[Required task A]:
Can you reproduce word for word the part of the pin bar and hammer candle article that begins at the words "Thanks to the" and stops after "the other end."?
[Required task B]:
Which lines of the entries contain the word "white"? Copy each of those lines.

[Quoted passage]:
------------------------------------------------------------------------
Pin Bar vs Hammer Candle Pattern: What’s the Difference?

In this post, I want to clarify some contentious issues between pin bar vs hammer candles.

Thanks to the lazy coverage on this topic, these two closely related candlestick patterns often get confused with one another. However, there are several nuances that often get overlooked. And I’m about to share them with you.

In particular, we will take a look at both of their definitions and unpack where their similarities and differences lie.

In addition, we will see how you can complement these candle patterns with other technical analysis tools and improve your success rate when trading them.

What is a Pin Bar Candle?

A pin bar, otherwise known as a Pinocchio bar, is a single candlestick that signals a potential reversal in the underlying price trend.

Visually, it has a long wick (shadow) at one end of the candle and a small body at the other end.

As you will see below, the orientation of the wick/body determines the likely direction of the price reversal.

In fact, there are 2 different pin bar variations: a bullish pin bar and a bearish pin bar.

Bullish Pin Bar

A bullish pin bar appears towards the bottom of a downtrend and has a long lower wick with a small upper body.

This means that the opening and closing prices of the candle are similar and appear towards the top of the candle. Note, it doesn’t matter whether the close price is above or below the open price; as long as they are close to one another and skewed towards the top of the candle.
------------------------------------------------------------------------
[Polygon annotations for photos]

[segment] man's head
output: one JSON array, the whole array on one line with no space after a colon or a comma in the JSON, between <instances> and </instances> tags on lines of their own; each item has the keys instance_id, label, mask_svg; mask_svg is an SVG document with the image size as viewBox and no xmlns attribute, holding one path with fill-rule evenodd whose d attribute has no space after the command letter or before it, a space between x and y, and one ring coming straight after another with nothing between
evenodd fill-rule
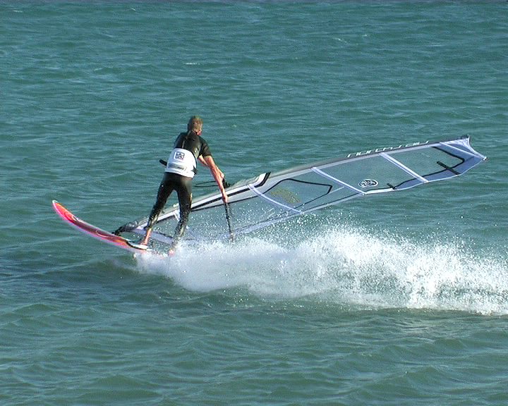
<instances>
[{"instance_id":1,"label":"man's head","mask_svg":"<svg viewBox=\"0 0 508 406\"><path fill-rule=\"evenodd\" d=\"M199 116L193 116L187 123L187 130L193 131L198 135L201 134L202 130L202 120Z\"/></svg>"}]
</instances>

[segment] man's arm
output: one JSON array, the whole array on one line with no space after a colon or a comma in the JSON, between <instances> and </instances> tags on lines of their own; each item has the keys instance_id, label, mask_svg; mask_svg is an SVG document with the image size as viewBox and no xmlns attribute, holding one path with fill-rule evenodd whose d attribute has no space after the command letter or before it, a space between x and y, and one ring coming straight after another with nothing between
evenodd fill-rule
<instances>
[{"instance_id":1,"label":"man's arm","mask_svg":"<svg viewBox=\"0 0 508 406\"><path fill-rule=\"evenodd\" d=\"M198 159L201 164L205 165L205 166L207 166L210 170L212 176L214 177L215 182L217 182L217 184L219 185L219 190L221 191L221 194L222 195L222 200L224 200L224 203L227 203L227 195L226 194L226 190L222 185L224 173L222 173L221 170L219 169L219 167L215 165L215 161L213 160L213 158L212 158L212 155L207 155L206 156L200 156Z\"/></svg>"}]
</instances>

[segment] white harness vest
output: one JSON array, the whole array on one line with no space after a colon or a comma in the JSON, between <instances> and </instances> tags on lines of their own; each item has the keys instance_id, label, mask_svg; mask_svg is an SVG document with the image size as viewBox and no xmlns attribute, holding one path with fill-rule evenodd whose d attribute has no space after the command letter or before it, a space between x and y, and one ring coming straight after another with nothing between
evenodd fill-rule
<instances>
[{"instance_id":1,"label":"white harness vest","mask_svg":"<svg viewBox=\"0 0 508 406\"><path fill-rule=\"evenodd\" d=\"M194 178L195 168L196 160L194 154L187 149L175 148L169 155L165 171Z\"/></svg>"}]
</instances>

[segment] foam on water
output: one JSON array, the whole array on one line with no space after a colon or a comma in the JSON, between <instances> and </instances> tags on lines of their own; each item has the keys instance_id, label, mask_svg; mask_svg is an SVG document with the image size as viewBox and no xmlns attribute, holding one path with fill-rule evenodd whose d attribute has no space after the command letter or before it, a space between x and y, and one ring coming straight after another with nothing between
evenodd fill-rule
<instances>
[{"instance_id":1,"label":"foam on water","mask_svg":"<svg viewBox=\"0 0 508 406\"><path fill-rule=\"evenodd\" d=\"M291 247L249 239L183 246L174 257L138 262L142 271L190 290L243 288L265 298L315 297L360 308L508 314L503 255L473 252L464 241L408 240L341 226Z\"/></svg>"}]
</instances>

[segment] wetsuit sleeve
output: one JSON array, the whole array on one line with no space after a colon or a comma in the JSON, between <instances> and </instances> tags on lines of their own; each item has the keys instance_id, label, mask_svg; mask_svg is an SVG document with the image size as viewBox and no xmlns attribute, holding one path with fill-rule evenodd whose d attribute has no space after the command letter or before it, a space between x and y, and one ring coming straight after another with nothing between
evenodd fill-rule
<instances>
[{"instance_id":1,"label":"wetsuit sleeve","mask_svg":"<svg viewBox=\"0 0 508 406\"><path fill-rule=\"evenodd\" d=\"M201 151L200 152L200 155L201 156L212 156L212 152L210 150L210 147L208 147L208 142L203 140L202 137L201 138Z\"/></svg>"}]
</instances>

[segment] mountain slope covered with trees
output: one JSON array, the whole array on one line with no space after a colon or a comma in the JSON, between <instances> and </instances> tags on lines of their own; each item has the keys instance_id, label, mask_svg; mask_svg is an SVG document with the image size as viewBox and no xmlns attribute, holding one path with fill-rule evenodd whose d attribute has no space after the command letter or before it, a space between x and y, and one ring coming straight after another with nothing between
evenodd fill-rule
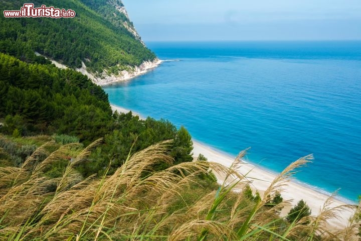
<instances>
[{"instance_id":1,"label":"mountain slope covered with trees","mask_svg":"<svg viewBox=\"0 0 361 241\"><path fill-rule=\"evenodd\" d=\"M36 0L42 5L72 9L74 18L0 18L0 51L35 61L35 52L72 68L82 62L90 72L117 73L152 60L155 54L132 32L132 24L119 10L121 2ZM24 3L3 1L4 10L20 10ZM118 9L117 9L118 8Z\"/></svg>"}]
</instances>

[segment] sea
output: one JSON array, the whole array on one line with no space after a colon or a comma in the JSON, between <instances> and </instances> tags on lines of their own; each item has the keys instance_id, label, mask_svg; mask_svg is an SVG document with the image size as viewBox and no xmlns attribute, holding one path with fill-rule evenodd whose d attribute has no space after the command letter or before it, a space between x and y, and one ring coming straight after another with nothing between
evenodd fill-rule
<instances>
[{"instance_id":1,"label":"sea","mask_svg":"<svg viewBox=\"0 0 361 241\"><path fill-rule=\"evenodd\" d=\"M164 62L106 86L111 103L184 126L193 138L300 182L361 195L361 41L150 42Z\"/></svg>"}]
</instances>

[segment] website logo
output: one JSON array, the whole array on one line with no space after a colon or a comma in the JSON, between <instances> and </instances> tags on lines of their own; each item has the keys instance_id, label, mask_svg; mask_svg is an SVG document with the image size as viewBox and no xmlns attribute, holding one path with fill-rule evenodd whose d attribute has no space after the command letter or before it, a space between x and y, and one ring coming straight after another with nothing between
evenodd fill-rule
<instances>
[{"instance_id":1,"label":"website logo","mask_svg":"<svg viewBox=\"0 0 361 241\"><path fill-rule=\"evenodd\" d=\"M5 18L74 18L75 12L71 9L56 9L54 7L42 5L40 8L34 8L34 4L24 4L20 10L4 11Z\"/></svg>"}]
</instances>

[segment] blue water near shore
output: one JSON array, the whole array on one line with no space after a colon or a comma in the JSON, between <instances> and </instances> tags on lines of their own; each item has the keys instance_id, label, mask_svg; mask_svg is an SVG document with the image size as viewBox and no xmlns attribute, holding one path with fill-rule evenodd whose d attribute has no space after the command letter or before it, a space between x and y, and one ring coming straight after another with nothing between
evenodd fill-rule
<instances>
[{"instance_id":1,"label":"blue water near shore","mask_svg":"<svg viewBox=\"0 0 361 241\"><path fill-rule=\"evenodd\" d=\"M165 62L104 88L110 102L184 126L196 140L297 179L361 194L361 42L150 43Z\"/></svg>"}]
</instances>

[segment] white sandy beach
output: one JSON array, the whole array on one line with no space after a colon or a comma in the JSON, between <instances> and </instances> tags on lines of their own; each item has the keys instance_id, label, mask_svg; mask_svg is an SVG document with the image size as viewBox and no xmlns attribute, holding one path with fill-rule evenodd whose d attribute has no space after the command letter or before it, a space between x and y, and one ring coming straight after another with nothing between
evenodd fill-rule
------------------------------------------------------------------------
[Final result A]:
Thanks to the lazy coverage on this topic, these two closely related candlestick patterns often get confused with one another. However, there are several nuances that often get overlooked. And I’m about to share them with you.

In particular, we will take a look at both of their definitions and unpack where their similarities and differences lie.

In addition, we will see how you can complement these candle patterns with other technical analysis tools and improve your success rate when trading them.

What is a Pin Bar Candle?

A pin bar, otherwise known as a Pinocchio bar, is a single candlestick that signals a potential reversal in the underlying price trend.

Visually, it has a long wick (shadow) at one end of the candle and a small body at the other end.

[Final result B]:
[segment] white harness vest
[{"instance_id":1,"label":"white harness vest","mask_svg":"<svg viewBox=\"0 0 508 406\"><path fill-rule=\"evenodd\" d=\"M194 178L195 168L196 160L194 154L187 149L175 148L169 155L165 171Z\"/></svg>"}]
[segment] white sandy beach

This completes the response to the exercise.